### 出題 1:
比叡クライミングの文章から、「とおとお・・・ママが岩登りをしたぁ・・・。」と「るカァ(^^ゞ)なのである。」の間を、両端の語句も含めて一字一句そのまま書き写しなさい。
### 出題 2:
比叡クライミングの文章を二文で要約しなさい。

水流渓人「hot-news」

2003年10月1日 「比叡クライミング・検証/赤い糸伝説」宮崎県

とおとお・・・ママが岩登りをしたぁ・・・。

 
●はじめに・・・●
 この記録が何を現しているのか・・・、何を言いたいのか・・・、得てして水流渓人のレポが表題とは関係なく、また純粋な岩登りの記録でもなく、好き勝手に書いていることはいつものことであり、書き手がそんな感覚で一気に書き下ろしていることなので、読まれる方が自由に解釈されても構わないのであるが、女房は前夜まで「岩登りは、今の私には無理た゜から、歩く程度にして欲しい・・・。」といい続けていたものを、まったくもって私の「わがまま」と「スネ夫変身」で、無理矢理強行した記録なのである。間違っても、記録参照に計画をされるような事は、ご遠慮願いたいのであるし、どの山の記録を見ても、普通の登山者の1.5〜2倍の歩行時間を要する体力のママが登攀を行ったのであるから、彼女は普通の登山者の何倍もの体力が必要だったわけである。じぁ、どうして登り切る事が出来たのか?であるが、それは彼女の精神力の強さであり、私への信頼(格好良過ぎるカァ(^^ゞ)なのである。

### データ内容:

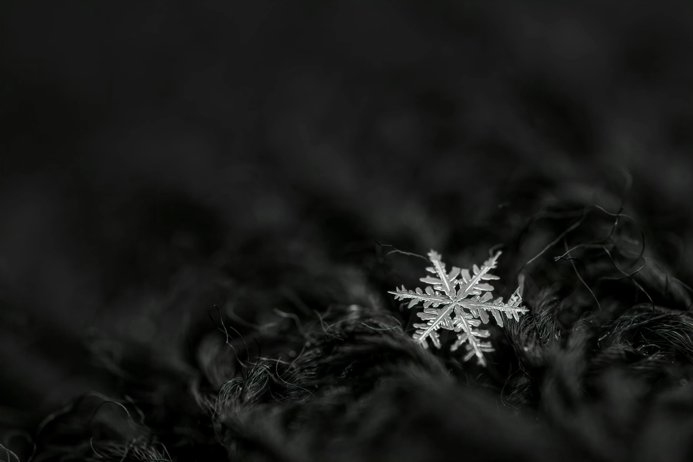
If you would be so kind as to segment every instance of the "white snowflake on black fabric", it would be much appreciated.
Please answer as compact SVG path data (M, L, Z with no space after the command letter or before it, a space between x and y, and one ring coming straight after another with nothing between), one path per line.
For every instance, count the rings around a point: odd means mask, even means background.
M424 290L416 287L415 291L407 290L403 285L401 289L397 288L396 290L388 292L393 294L396 300L411 299L408 307L410 308L419 302L423 302L423 311L416 315L426 322L414 325L416 328L414 339L427 348L427 339L430 339L436 348L439 348L440 335L437 330L441 328L454 330L459 332L457 340L450 349L455 351L464 344L467 350L464 361L476 356L479 364L486 366L483 353L484 351L493 351L493 348L491 342L483 341L480 339L486 338L491 334L488 330L476 328L482 323L485 324L489 322L486 312L491 312L498 326L502 327L502 313L505 313L509 319L514 317L519 321L519 314L529 311L525 307L520 306L522 303L520 287L511 296L507 303L503 303L502 297L491 301L493 296L491 291L493 290L493 287L484 281L500 279L498 276L489 274L490 270L495 267L495 262L500 256L499 251L484 262L480 268L476 265L473 265L473 274L468 269L460 269L456 267L453 267L448 273L446 272L445 263L441 261L441 255L434 250L428 252L428 258L433 266L426 268L426 270L435 274L437 278L428 276L421 278L420 281L430 285L427 286ZM458 286L459 288L457 288ZM471 298L467 298L470 296ZM441 305L442 307L438 308Z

### 解答文 1:
とおとお・・・ママが岩登りをしたぁ・・・。

 
●はじめに・・・●
 この記録が何を現しているのか・・・、何を言いたいのか・・・、得てして水流渓人のレポが表題とは関係なく、また純粋な岩登りの記録でもなく、好き勝手に書いていることはいつものことであり、書き手がそんな感覚で一気に書き下ろしていることなので、読まれる方が自由に解釈されても構わないのであるが、女房は前夜まで「岩登りは、今の私には無理た゜から、歩く程度にして欲しい・・・。」といい続けていたものを、まったくもって私の「わがまま」と「スネ夫変身」で、無理矢理強行した記録なのである。間違っても、記録参照に計画をされるような事は、ご遠慮願いたいのであるし、どの山の記録を見ても、普通の登山者の1.5〜2倍の歩行時間を要する体力のママが登攀を行ったのであるから、彼女は普通の登山者の何倍もの体力が必要だったわけである。じぁ、どうして登り切る事が出来たのか?であるが、それは彼女の精神力の強さであり、私への信頼(格好良過ぎるカァ(^^ゞ)なのである。

### 解答文 2:
2003年10月1日の宮崎県での比叡クライミングの記録で、前夜まで岩登りは無理だから歩く程度にしてほしいと言い続けていた女房に、書き手が自分のわがままで岩登りを無理矢理強行させたものである。書き手は、普通の登山者の1.5〜2倍の歩行時間を要する体力の彼女が登り切れたのは精神力の強さと書き手への信頼のためだとし、この記録を参照して計画を立てることは遠慮してほしいと述べている。